The Boston Dynamics robot known as Spot has been deployed to a park in Singapore to remind people they should follow social distancing guidelines during the pandemic, according to a new report from Singapore’s top government technology agency. And it almost feels like the robots are there to taunt us as this point, because unlike robots, humans can die from disease.

The new four-legged robot, which was set loose today in Bishan-Ang Mo Kio park, broadcasts a message reminding visitors they need to stay away from other humans, as covid-19 poses a very serious threat to our health. Spot was made available for purchase by businesses and governments last year and has specially designed cameras to make sure it doesn’t run into things.

“These cameras will not be able to track and/or recognize specific individuals, and no personal data will be collected,” according to a press release from Singapore’s GovTech agency.

The Spot model being trialed today has been outfitted with custom software developed by GovTech to estimate how many people are in the park at any given time. The trial of Spot will last through May 22 and an employee of Singapore’s National Parks Board (NParks) will keep a close eye on the robot during this test period.

Video of the Spot robot, available on YouTube from the Strait Times, shows the little guy sauntering through the park today.

Technically, Spot can climb stairs and has a payload capacity of 30 pounds, but it doesn’t look like the little robot has to do any heavy lifting at the park. At least until someone decides Spot should start enforcing social distancing rather than just reminding people that it’s a good idea.

Spot, which has a maximum battery life of roughly 90 minutes, has already been outfitted with special arms in the U.S. so that it can open doors for police, something that the ACLU isn’t too happy about, to say the least. Police around the world seem pretty excited about the possibilities of Spot though, as this new trial in Singapore makes clear.

The park in Singapore is also posting signs about the new trial, encouraging people not to “disrupt” the robot, though it’s not clear what you could do to really disrupt the little thing. Maybe try to ride it? Spot has been known to pull a large truck in the past.

**Supplied material**

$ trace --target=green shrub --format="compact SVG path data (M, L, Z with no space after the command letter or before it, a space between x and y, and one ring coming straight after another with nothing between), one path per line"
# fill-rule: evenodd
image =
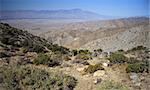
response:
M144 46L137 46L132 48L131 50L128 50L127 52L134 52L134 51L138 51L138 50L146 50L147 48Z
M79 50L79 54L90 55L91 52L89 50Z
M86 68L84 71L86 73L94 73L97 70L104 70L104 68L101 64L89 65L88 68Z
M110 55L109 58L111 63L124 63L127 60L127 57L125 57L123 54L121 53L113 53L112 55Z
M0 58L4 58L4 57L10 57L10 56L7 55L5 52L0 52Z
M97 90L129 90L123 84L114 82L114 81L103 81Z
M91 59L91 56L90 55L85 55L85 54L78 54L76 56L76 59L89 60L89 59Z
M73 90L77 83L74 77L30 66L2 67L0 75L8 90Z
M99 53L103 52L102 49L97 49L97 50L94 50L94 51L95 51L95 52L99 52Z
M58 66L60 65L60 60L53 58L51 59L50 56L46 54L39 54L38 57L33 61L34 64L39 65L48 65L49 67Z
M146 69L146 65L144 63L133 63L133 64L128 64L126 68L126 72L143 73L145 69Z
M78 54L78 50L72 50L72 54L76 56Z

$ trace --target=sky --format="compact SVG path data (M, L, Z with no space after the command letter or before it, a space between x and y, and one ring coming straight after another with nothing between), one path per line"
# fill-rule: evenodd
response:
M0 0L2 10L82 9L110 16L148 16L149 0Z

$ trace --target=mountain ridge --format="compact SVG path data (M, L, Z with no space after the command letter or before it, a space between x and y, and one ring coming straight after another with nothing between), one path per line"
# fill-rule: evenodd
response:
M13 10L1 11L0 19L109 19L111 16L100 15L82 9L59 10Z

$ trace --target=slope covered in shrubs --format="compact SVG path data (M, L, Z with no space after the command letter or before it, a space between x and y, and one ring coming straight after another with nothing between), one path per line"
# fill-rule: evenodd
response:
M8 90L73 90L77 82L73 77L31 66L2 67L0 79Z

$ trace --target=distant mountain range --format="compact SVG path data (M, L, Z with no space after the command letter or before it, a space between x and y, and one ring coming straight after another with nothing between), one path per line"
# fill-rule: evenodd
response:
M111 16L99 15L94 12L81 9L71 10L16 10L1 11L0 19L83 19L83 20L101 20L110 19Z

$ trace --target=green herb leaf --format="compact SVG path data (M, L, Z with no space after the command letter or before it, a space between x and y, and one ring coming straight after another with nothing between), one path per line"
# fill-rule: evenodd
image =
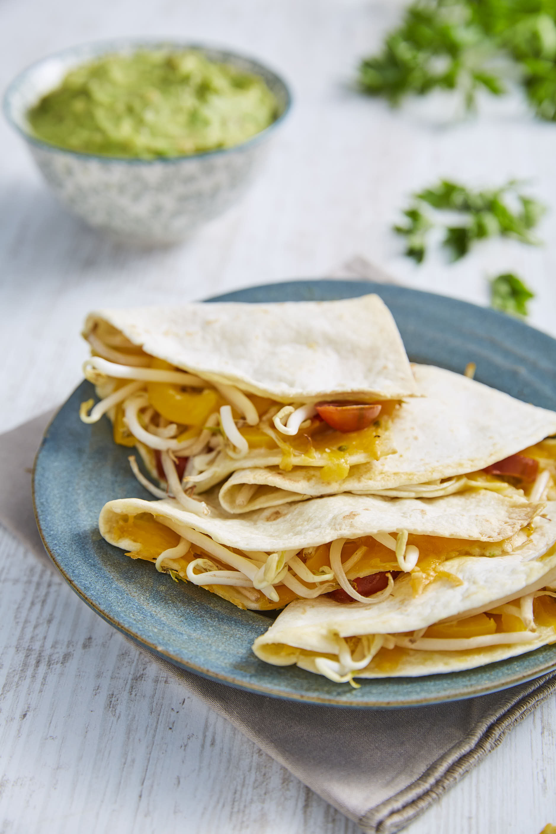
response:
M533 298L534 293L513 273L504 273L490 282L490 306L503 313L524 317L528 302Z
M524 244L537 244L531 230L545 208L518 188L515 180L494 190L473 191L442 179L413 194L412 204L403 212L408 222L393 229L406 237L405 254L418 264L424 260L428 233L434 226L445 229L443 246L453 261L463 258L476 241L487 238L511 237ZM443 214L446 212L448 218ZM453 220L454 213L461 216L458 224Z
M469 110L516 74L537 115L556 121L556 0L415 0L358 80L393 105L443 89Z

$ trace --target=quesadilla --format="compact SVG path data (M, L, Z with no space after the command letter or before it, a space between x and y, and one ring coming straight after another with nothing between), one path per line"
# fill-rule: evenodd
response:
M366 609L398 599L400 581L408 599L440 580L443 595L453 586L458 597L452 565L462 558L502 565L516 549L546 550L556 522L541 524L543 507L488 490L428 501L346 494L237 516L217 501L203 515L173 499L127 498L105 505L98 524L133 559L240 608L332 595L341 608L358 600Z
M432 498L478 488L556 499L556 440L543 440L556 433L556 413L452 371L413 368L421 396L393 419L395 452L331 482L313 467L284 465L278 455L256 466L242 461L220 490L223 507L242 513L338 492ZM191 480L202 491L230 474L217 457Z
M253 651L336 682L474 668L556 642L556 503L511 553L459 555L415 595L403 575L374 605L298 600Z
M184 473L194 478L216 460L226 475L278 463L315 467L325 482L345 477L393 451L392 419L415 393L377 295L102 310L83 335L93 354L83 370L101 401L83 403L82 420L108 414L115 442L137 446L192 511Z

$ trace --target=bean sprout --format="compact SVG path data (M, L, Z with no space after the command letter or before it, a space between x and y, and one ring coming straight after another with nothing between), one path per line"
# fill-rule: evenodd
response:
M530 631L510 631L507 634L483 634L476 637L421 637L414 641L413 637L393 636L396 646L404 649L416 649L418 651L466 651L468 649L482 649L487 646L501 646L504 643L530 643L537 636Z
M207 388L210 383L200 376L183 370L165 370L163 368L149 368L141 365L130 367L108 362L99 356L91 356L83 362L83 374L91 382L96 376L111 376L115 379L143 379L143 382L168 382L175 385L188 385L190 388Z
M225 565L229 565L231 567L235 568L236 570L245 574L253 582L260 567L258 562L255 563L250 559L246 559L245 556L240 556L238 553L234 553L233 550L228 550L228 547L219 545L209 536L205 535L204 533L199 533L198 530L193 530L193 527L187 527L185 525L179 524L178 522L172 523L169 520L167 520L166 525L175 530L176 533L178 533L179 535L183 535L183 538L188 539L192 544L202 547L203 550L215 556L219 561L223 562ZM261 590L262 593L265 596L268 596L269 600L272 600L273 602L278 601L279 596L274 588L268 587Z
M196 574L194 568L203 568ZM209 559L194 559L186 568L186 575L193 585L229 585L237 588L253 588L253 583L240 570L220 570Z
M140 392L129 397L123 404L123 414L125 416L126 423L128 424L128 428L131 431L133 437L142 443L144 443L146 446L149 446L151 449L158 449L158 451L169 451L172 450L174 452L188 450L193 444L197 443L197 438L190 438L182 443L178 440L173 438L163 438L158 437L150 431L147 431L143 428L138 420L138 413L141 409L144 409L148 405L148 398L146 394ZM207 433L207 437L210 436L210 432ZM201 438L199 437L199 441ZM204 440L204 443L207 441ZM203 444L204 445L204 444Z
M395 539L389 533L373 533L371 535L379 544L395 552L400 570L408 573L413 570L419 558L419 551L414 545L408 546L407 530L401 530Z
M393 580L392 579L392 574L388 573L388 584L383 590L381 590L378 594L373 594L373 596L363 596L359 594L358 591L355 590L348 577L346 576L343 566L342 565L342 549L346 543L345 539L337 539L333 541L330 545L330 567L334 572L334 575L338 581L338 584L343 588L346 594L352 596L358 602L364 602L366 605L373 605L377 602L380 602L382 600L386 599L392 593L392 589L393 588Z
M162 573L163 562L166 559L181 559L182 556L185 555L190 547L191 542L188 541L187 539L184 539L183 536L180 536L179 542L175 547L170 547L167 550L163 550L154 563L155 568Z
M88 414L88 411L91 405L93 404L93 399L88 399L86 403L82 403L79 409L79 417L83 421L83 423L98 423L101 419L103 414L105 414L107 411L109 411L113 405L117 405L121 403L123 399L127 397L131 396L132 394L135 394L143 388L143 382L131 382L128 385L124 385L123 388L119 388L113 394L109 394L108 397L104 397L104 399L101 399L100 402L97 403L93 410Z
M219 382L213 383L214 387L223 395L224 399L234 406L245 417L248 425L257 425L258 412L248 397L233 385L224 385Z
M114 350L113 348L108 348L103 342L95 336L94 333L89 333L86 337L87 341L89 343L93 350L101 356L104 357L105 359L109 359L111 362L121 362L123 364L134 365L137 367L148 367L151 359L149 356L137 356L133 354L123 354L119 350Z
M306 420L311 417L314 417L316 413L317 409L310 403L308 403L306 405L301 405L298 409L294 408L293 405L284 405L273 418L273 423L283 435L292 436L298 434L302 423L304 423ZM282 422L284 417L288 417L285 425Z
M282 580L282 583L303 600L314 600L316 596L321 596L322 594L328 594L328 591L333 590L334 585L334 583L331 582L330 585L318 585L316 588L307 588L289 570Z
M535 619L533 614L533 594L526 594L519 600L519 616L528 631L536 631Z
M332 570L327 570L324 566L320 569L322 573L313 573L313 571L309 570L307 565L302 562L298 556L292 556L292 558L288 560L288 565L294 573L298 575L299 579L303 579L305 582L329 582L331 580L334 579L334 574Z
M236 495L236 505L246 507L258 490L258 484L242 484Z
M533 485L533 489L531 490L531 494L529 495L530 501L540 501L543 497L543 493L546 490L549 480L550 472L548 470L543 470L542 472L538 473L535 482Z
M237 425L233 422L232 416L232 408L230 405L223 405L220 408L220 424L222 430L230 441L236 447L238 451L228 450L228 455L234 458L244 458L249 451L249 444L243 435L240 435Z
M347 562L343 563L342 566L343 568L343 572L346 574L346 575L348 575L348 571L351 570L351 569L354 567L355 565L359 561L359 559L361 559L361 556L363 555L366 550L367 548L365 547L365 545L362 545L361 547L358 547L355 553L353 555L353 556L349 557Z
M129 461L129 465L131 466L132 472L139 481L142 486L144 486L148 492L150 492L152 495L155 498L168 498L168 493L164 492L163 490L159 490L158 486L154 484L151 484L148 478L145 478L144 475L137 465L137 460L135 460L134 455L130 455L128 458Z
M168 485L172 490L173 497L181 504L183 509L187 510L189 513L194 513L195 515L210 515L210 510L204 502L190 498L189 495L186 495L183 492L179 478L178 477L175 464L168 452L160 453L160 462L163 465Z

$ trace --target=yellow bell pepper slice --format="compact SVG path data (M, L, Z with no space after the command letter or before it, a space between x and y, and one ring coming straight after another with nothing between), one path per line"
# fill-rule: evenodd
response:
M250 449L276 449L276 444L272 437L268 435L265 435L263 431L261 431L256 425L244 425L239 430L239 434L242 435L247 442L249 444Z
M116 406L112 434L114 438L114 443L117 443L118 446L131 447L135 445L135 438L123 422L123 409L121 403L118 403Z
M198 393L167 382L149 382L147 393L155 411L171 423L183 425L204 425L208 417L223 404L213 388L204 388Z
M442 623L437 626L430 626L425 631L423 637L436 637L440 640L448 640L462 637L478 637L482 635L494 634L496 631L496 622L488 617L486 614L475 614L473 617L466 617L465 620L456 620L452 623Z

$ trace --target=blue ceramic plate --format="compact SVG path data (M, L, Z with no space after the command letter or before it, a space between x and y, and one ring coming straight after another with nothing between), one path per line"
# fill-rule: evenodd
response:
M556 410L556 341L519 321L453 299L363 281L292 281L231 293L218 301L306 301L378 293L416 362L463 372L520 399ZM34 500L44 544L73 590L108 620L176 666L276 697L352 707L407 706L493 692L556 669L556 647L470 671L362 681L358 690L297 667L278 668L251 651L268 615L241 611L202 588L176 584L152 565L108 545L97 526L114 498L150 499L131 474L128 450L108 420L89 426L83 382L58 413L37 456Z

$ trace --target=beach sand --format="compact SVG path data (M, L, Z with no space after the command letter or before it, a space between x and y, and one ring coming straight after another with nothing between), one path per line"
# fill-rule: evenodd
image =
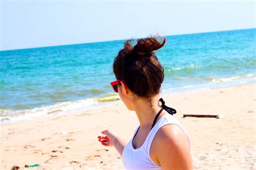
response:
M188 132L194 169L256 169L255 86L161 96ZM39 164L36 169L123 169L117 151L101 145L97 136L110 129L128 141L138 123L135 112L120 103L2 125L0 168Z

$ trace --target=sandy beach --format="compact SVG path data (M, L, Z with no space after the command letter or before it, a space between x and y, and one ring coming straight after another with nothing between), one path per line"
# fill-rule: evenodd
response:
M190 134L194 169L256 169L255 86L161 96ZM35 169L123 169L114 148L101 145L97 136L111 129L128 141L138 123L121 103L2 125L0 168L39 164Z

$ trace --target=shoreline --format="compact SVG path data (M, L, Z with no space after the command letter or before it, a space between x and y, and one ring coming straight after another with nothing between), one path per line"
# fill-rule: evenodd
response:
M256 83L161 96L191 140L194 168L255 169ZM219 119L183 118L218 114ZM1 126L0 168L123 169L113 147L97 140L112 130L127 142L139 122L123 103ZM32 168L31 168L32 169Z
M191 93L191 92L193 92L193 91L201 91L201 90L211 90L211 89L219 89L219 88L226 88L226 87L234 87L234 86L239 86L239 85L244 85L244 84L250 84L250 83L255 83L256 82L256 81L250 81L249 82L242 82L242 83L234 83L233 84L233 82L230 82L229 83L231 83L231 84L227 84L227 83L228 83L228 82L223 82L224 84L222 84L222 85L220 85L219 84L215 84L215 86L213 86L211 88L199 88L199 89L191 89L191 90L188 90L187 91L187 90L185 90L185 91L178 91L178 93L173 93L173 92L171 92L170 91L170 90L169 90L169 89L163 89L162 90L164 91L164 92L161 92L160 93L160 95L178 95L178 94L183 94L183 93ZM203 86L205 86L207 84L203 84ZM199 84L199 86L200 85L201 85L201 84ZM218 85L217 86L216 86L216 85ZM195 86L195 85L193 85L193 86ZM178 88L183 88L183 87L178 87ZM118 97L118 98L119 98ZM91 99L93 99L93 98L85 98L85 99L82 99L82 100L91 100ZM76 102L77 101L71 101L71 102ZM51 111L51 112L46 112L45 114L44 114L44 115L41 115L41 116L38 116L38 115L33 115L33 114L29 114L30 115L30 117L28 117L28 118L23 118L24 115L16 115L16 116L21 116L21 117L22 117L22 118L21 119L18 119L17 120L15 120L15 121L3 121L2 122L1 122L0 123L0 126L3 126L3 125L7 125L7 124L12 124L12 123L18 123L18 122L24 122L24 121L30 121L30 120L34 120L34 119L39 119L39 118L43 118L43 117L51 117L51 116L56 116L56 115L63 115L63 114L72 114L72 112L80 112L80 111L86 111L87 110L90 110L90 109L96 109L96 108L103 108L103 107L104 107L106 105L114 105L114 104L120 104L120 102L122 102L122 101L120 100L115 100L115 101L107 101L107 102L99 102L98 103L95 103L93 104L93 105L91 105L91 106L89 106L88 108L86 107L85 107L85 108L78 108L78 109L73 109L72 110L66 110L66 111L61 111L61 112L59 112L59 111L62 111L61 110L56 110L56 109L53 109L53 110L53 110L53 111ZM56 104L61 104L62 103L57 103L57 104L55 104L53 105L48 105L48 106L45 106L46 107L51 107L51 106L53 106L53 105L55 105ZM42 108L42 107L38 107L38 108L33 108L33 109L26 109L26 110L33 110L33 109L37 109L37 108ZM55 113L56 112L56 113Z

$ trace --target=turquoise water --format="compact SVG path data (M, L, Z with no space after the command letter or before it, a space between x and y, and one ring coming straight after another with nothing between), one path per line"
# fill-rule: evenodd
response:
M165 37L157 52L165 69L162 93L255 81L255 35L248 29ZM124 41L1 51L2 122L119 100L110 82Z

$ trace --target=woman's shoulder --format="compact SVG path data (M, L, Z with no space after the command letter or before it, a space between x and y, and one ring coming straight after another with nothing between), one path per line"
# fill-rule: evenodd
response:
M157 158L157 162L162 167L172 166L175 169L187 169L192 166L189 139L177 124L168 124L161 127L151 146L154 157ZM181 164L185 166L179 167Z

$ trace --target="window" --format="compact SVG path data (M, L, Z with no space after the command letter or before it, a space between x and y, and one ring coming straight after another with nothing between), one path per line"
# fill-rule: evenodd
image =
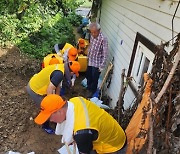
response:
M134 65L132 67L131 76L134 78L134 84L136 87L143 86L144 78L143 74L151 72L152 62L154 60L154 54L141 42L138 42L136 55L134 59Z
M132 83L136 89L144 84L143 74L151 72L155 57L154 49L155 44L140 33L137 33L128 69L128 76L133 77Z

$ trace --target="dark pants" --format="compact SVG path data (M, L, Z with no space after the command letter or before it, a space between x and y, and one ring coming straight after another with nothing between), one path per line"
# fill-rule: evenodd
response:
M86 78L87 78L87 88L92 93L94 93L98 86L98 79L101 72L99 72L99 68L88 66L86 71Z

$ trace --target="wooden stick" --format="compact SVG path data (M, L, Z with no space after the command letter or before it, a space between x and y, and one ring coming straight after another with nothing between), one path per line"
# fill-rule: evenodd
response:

**Explore the material**
a) Can you quote the article on the Spot robot in Singapore from "The Boston Dynamics" through "die from disease."?
b) Can you continue the article on the Spot robot in Singapore from where it stops?

**List of answers**
a)
The Boston Dynamics robot known as Spot has been deployed to a park in Singapore to remind people they should follow social distancing guidelines during the pandemic, according to a new report from Singapore’s top government technology agency. And it almost feels like the robots are there to taunt us as this point, because unlike robots, humans can die from disease.

b)
Other people made jokes on Twitter about “nature healing” now that the robots have made their way to Singapore’s parks. Spot is often referred to as a robotic dog.

Singapore was widely lauded for its ability to control the spread of covid-19 in the early days of the pandemic. But that’s changed dramatically over the past few weeks. Cases are surging in Singapore, with an estimated 90 percent of new coronavirus infections occurring in cramped housing for foreign workers.

Singapore currently has identified 21,707 cases and 20 deaths from covid-19, based on the latest figures from the Johns Hopkins University coronavirus tracker, including 768 new cases in just the past 24 hours. The city-state obviously hopes that technology can help turn the tide as things get worse.

But it’s not just land-based robots that will assist Singapore’s authorities during the coronavirus crisis. They’re also using dozens of drones to keep an eye on things, much like some U.S. police departments have done in recent months.

“A total of 30 drones are also being deployed in selected parks and nature areas to provide officers with a high vantage point to obtain visitorship updates quickly, complementing ground observations, as well as give them a better sense of the density of visitors in a specific area,” according to a press release from Singapore’s GovTech.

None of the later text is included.